── Exercise data ──
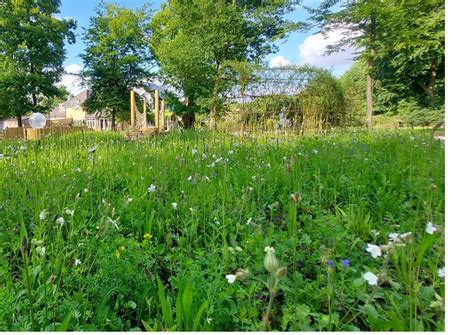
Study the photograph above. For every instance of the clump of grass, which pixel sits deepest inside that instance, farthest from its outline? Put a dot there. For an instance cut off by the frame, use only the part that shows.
(216, 202)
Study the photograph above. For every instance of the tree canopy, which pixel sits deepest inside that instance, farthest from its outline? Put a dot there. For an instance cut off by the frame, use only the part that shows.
(32, 41)
(116, 58)
(201, 44)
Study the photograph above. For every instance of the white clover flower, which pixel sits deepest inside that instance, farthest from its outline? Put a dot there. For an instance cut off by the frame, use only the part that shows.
(231, 278)
(430, 229)
(60, 221)
(371, 278)
(43, 215)
(374, 250)
(441, 272)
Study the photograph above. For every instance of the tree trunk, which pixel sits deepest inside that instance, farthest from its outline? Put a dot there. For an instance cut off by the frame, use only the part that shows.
(370, 103)
(188, 120)
(431, 86)
(370, 65)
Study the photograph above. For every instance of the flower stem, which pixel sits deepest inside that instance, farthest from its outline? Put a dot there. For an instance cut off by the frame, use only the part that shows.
(266, 318)
(30, 293)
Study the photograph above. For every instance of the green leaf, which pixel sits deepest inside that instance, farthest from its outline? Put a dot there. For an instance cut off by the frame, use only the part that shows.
(65, 324)
(165, 305)
(198, 316)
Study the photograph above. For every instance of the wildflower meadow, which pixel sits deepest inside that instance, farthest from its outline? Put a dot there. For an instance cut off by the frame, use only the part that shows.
(194, 231)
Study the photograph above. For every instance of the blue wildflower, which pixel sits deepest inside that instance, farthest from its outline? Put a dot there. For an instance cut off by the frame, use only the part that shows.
(345, 263)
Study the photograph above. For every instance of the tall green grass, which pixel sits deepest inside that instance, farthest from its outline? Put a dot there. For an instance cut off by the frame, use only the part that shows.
(100, 272)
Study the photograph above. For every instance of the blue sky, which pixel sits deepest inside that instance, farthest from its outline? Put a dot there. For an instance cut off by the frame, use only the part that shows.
(299, 48)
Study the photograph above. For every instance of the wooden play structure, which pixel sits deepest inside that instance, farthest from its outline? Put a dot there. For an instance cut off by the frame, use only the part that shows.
(138, 120)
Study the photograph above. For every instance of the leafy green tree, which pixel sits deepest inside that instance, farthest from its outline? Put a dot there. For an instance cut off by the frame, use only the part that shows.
(359, 20)
(32, 52)
(49, 103)
(200, 45)
(116, 58)
(353, 83)
(410, 60)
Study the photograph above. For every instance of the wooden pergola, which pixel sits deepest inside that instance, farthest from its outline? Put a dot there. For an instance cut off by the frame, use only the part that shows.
(159, 108)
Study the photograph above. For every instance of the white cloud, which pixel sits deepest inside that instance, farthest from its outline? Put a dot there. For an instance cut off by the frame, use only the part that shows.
(313, 48)
(71, 80)
(73, 69)
(279, 61)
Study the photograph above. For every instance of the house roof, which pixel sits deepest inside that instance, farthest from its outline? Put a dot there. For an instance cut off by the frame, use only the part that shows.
(75, 101)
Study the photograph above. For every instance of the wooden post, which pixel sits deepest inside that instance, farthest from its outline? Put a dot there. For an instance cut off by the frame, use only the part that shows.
(144, 113)
(157, 109)
(132, 108)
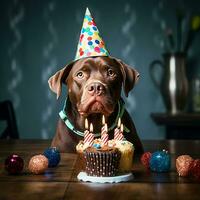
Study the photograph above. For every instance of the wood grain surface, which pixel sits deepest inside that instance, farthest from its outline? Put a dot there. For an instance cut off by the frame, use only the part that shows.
(61, 182)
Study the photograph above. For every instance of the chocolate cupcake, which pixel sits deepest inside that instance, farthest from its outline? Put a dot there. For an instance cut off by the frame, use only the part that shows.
───
To do:
Starting at the line that contains "wooden post, which" and continuing through the end of the listing, write those lines out again with the requests, and shift every coordinate in the answers by adding 46 to it. Leave the pictures out.

Expected answer:
Study the photograph above. For every instance of the wooden post, which pixel sits deepest inside that instance, farthest from its outline? Put a dot there. For an instance cut off by the frame, use only the part that shows.
(190, 159)
(203, 155)
(178, 154)
Study the photograph above. For every instance of the wood grain surface, which pixel sits deepest inside that instance, farthest from its outline? Put a dot there. For an instance cut off by the frame, use only the part that shows.
(107, 228)
Study the photograph above. For every instance of the chocolate cupcake, which pixel sits deepest inside that instance, farthest from its outline? Put a dot there. For an instance cut off by the frame, use only the part that shows.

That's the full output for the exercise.